◆ **The request**:
Change "pixel coordinates" to "image coordinates" everywhere it occurs in the records below, and reproduce the records with every other part left unchanged.

◆ **Provided entries**:
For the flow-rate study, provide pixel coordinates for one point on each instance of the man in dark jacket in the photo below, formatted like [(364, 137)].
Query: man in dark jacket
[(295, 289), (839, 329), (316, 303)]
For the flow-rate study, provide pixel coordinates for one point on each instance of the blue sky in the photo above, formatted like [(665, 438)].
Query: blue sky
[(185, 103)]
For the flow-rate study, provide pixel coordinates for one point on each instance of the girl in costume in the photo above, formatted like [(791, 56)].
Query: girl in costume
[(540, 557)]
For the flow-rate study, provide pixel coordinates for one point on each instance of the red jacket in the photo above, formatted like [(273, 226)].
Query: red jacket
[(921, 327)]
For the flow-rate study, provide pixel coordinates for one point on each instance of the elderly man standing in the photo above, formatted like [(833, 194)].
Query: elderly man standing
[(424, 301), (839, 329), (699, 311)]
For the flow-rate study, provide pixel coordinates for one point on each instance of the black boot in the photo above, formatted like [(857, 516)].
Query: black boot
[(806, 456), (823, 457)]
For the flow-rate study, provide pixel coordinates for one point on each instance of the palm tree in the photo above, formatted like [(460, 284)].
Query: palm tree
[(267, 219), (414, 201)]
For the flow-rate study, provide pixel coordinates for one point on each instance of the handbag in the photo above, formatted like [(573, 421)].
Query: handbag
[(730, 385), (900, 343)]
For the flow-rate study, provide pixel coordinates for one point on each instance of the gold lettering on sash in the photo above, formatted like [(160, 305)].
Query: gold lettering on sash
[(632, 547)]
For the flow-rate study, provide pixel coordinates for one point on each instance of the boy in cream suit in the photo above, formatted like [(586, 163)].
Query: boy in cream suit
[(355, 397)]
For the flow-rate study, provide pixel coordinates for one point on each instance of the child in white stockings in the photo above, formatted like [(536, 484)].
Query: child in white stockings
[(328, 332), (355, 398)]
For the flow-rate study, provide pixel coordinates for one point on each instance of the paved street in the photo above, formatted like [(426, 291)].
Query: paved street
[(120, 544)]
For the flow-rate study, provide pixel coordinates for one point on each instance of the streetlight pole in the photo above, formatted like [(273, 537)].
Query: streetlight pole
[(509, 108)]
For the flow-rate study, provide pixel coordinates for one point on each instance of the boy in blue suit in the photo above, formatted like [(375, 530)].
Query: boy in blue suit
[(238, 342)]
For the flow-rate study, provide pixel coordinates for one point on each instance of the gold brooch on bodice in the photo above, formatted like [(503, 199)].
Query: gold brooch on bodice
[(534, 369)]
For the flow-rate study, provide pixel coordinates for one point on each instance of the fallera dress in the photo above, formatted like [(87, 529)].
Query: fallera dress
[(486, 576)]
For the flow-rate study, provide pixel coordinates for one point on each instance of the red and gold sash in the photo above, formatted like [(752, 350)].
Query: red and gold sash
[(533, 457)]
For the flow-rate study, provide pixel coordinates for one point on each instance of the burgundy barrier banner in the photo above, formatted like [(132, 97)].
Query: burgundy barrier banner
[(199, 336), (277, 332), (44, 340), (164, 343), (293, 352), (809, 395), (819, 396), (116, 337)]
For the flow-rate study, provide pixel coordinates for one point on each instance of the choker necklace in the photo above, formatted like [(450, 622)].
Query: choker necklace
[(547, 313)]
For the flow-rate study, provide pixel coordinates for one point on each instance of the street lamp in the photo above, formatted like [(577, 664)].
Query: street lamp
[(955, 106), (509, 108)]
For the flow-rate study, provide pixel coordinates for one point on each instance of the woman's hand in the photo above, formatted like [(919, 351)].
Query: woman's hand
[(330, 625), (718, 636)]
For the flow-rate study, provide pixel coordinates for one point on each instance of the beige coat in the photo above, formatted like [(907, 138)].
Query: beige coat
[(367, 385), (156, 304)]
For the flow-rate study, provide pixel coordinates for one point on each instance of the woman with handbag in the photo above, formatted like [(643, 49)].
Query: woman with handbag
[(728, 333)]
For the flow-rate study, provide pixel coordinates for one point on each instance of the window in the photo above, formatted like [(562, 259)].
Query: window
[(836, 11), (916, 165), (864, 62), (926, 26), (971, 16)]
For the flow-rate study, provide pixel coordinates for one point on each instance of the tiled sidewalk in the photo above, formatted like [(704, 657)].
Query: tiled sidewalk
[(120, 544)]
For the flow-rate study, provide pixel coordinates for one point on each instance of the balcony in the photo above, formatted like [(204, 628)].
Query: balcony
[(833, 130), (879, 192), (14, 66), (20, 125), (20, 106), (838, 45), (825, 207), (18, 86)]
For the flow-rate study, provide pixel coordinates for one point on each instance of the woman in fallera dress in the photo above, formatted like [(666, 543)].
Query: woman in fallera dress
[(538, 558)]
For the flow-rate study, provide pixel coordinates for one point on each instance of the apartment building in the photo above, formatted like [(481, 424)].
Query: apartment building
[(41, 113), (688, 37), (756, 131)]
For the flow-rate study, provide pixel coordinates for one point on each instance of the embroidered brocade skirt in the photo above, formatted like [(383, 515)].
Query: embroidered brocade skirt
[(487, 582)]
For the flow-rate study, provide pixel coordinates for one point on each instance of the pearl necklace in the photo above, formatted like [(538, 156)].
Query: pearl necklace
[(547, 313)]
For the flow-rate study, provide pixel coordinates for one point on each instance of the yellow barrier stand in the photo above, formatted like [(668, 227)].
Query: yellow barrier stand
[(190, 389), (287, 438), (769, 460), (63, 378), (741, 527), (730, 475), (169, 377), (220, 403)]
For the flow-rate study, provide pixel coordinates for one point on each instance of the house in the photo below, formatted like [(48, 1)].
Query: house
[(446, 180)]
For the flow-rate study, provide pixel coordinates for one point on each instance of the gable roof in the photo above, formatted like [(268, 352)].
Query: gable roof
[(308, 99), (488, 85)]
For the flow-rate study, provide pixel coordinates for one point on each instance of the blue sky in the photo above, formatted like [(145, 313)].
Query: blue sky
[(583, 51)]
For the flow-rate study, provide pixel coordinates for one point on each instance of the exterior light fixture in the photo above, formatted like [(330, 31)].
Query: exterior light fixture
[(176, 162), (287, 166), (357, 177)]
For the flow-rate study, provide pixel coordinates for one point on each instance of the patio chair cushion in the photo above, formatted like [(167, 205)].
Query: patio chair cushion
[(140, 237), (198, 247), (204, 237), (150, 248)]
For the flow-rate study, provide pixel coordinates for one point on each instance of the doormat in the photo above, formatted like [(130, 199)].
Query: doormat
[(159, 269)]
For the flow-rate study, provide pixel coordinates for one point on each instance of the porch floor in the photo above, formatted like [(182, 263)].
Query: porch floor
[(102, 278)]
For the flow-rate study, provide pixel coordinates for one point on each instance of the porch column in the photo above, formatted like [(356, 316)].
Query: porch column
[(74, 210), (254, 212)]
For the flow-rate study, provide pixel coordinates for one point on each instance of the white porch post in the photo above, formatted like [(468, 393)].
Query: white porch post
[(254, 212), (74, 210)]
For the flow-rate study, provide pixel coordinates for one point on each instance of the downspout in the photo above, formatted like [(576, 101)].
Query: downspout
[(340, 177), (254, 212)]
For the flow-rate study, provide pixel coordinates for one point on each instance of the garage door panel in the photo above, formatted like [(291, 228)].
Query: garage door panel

◆ **Solved problem**:
For the flow-rate study, provide image coordinates for one point on each instance of the man in dark jacket in the photo below, formatted like [(364, 137)].
Query: man in dark jacket
[(295, 289), (839, 329), (316, 303)]
For the flow-rate study, provide image coordinates for one point on each instance of the blue sky in the photo above, formatted like [(665, 438)].
Query: blue sky
[(185, 103)]
For the flow-rate study, provide image coordinates for one point on each instance of the girl in costume in the photo above, formatted like [(791, 56)].
Query: girl in costume
[(540, 557)]
For the flow-rate study, provide image coordinates for one point on each instance of the red jacket in the photo above, formatted like [(273, 226)].
Query: red jacket
[(921, 327)]
For the flow-rate study, provide image coordinates for one point on each instance of the elderly man standing in the photo above, formatted like [(833, 194)].
Query: elderly man standing
[(424, 301), (839, 329), (699, 311)]
For the flow-rate study, provide image coordinates for one point on each instance of the black boot in the photo above, formatted like [(857, 516)].
Query: black boot
[(806, 456), (823, 457)]
For the flow-rate study, provide image coordinates for one point on each instance of the palm tree in the photo above, formatted like [(460, 284)].
Query: palm tree
[(267, 219), (414, 201)]
For the flow-rate study, provide image coordinates for one point on each instance of the handbag in the photo above, formatted like [(573, 421)].
Query: handbag
[(730, 385), (900, 343)]
For the flow-rate study, provide image coordinates for one point on each instance of the gold lettering on sash in the photo above, formatted like [(160, 305)].
Query: gold lettering on sash
[(632, 547)]
For the flow-rate study, provide image coordinates for one point on each instance of the boy in cream suit in the photo above, formatted like [(586, 163)].
Query: boy in cream suit
[(355, 397)]
For the flow-rate study, provide image coordinates for one point on each instance of the child in white stockings in the photo above, formatted like [(536, 484)].
Query: child in white stockings
[(328, 332), (355, 398)]
For the flow-rate study, provide image coordinates for one point on each instance of the paved street in the photo above, formatted like [(426, 291)].
Query: paved street
[(120, 544)]
For the flow-rate study, provide image coordinates for one point on each instance of the streetlight pole in the photo above, formatted like [(273, 537)].
Query: streetlight pole
[(509, 108)]
For the flow-rate study, provide image coordinates for one point on each instance of the boy in blue suit in the photo above, formatted like [(375, 530)].
Query: boy in blue suit
[(238, 342)]
For the flow-rate study, provide image coordinates for one point on each instance of the gold brooch on bodice in the photo above, formatted like [(503, 199)].
Query: gold brooch on bodice
[(534, 369)]
For the flow-rate study, provide image coordinates for one point on each instance of the fallera dress in the photo above, formatted like [(87, 529)].
Query: fallera dress
[(486, 576)]
For the flow-rate study, provide image coordinates for one point on each instance of the red and gold sash in the photo above, formatted like [(752, 350)].
Query: red and gold sash
[(533, 457)]
For the flow-rate study, provide image coordinates for one point on each instance of the burgundy barrier banner in the photo above, formatted like [(132, 97)].
Query: burgundy barrier banner
[(199, 336), (277, 332), (44, 340), (164, 343), (293, 352), (809, 395), (819, 396), (116, 337)]
For the flow-rate study, provide image coordinates for one point on each instance of the choker necklace in the photo above, formatted like [(450, 622)].
Query: choker necklace
[(547, 313)]
For the flow-rate study, provide image coordinates for one point on each instance of the street lamp in the photo above, formatted like [(577, 664)].
Query: street lamp
[(955, 106), (509, 108)]
For the flow-rate study, provide image coordinates for one point on each instance of the woman's hand in the photo above, formatted like [(919, 351)].
Query: woman's hand
[(330, 625), (718, 636)]
For the flow-rate study, provide image coordinates for one point on each instance of the beige coat in the photo above, formatted like [(907, 138)].
Query: beige coat
[(367, 385), (156, 304)]
For the flow-rate study, provide image coordinates for one point on each instance of the woman with handbag in the photo above, formatted like [(643, 49)].
Query: woman with handbag
[(728, 333)]
For the flow-rate study, provide image coordinates for one point on each instance of the window in the photo above, formatted like [(562, 259)].
Query: window
[(836, 11), (916, 165), (864, 62), (926, 26), (971, 16)]
For the flow-rate study, provide image coordinates for one point on each instance of the tiled sidewalk in the photo above, formatted like [(704, 657)].
Query: tiled sidewalk
[(120, 544)]
For the flow-rate study, provide image coordinates for one point on each instance of the balcony in the photo above, formatted like [(204, 628)].
Query: balcony
[(833, 130), (879, 192), (14, 66), (20, 125), (20, 106), (838, 45), (825, 207), (18, 86)]
For the flow-rate study, provide image coordinates for one point on each instance of the woman in fallera dress in the photo above, formatted like [(666, 543)].
Query: woman in fallera dress
[(538, 558)]
For the flow-rate study, provide image coordinates for one point on each instance of the apartment building in the photo above, formatted like [(481, 424)].
Query: apartment building
[(41, 113), (688, 37), (756, 131)]
For the flow-rate study, provide image coordinates for one point on each instance of the embroidered brocade skirt in the photo above, formatted like [(383, 515)].
Query: embroidered brocade skirt
[(487, 582)]
For the flow-rate study, provide image coordinates for one point on each instance of the pearl necklace in the photo above, formatted like [(538, 156)].
Query: pearl necklace
[(547, 313)]
For the flow-rate study, provide image coordinates for one point on each instance of the yellow barrier stand in the photo above, formatted like [(668, 227)].
Query: yellow barrier stand
[(190, 389), (287, 438), (769, 460), (63, 378), (741, 527), (730, 475), (169, 377), (220, 403)]
For the flow-rate study, provide image coordinates for one point on each instance of the house in the photo below, formatted like [(48, 1)].
Query: house
[(446, 180)]
For the flow-rate study, provide image coordinates for one point on each instance of the gable roof in the photo above, formatted like [(268, 352)].
Query: gable roof
[(308, 99), (488, 85)]
For the flow-rate study, provide image coordinates for one point on each instance of the blue sky in the photo above, formatted like [(145, 313)].
Query: blue sky
[(583, 51)]
For the flow-rate study, provide image coordinates for one point on each instance of the exterior light fixture in the photo above, formatted like [(330, 31)].
Query: exterior light fixture
[(176, 162), (287, 166), (357, 177)]
For the flow-rate study, provide image coordinates for one point on each instance of the patio chair cushion in the photo above, formatted like [(167, 205)].
Query: patio chair cushion
[(140, 237), (198, 247), (204, 237), (150, 248)]
For the flow-rate study, provide image coordinates for one point on each instance of the doormat in the photo above, formatted like [(130, 199)].
Query: doormat
[(159, 269)]
For the flow-rate study, provide image coordinates for one point on each instance of the porch floor in the photo above, formatted like [(182, 263)].
Query: porch floor
[(102, 278)]
For the flow-rate study, provide image coordinates for one point on each instance of the porch column in the photo above, formatted like [(356, 316)].
Query: porch column
[(74, 210), (254, 212)]
For the flow-rate study, provide image coordinates for one point on each instance of the white porch post in the photo above, formatted like [(468, 393)].
Query: white porch post
[(254, 212), (74, 210)]
For the flow-rate study, provide image coordinates for one point on each instance of the downspout in the photo above, formatted like [(576, 101)].
Query: downspout
[(340, 177), (254, 212)]
For the flow-rate study, provide image coordinates for one point on each instance of the garage door panel in the photo above, formatted like [(291, 228)].
Query: garage door panel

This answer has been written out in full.